How to complete this task: Copy out all lines in the data below containing the string "short".

(Beginning of Material shown)

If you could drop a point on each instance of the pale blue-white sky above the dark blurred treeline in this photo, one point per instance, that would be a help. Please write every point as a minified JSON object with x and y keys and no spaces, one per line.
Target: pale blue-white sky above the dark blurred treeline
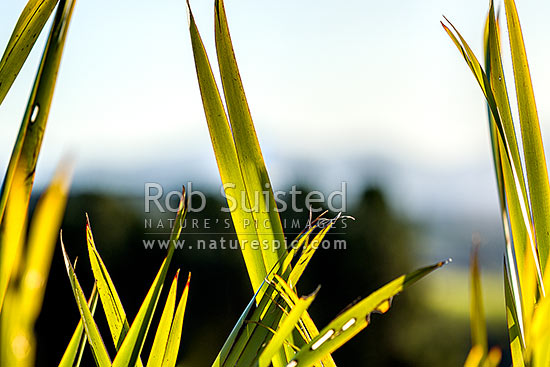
{"x":342,"y":83}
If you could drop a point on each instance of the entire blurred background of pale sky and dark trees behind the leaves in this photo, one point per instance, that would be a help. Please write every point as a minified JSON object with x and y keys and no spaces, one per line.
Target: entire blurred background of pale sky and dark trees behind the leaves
{"x":369,"y":93}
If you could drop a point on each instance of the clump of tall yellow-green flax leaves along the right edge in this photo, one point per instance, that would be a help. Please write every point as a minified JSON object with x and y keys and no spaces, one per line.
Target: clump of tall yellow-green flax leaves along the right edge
{"x":526,"y":302}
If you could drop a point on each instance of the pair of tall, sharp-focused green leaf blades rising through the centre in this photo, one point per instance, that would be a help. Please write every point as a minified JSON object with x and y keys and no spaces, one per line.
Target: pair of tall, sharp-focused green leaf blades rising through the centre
{"x":239,"y":158}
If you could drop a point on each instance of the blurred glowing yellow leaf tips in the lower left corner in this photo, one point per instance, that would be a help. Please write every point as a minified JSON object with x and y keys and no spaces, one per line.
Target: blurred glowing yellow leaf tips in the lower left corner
{"x":24,"y":269}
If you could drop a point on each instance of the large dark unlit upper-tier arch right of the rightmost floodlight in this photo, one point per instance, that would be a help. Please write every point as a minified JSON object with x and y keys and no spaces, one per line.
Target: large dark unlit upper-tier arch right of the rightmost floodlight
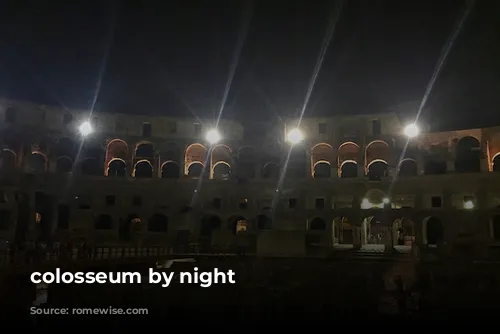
{"x":468,"y":155}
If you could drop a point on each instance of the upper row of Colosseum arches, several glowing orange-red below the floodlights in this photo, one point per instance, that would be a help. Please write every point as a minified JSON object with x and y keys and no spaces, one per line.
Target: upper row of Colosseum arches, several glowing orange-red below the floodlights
{"x":145,"y":159}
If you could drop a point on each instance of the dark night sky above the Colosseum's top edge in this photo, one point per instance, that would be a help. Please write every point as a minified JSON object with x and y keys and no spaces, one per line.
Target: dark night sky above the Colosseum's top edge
{"x":168,"y":58}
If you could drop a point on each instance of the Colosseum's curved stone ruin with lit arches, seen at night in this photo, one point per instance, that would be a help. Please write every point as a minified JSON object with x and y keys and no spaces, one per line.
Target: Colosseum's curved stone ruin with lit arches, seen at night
{"x":352,"y":183}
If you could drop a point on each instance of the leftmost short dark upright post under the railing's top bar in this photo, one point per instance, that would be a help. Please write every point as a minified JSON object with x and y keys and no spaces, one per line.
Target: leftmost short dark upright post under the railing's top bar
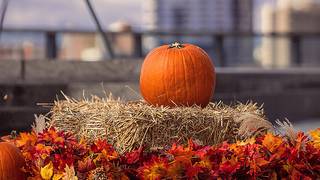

(End of Material shown)

Final answer:
If you could drop a point on each instance of the leftmost short dark upright post under the railing's top bar in this photo, one point per instance, that would be a help. Please write every point as a minified JSON object with x and y keys and no spaces, one per line.
Target: leftmost short dark upright post under the railing's top bar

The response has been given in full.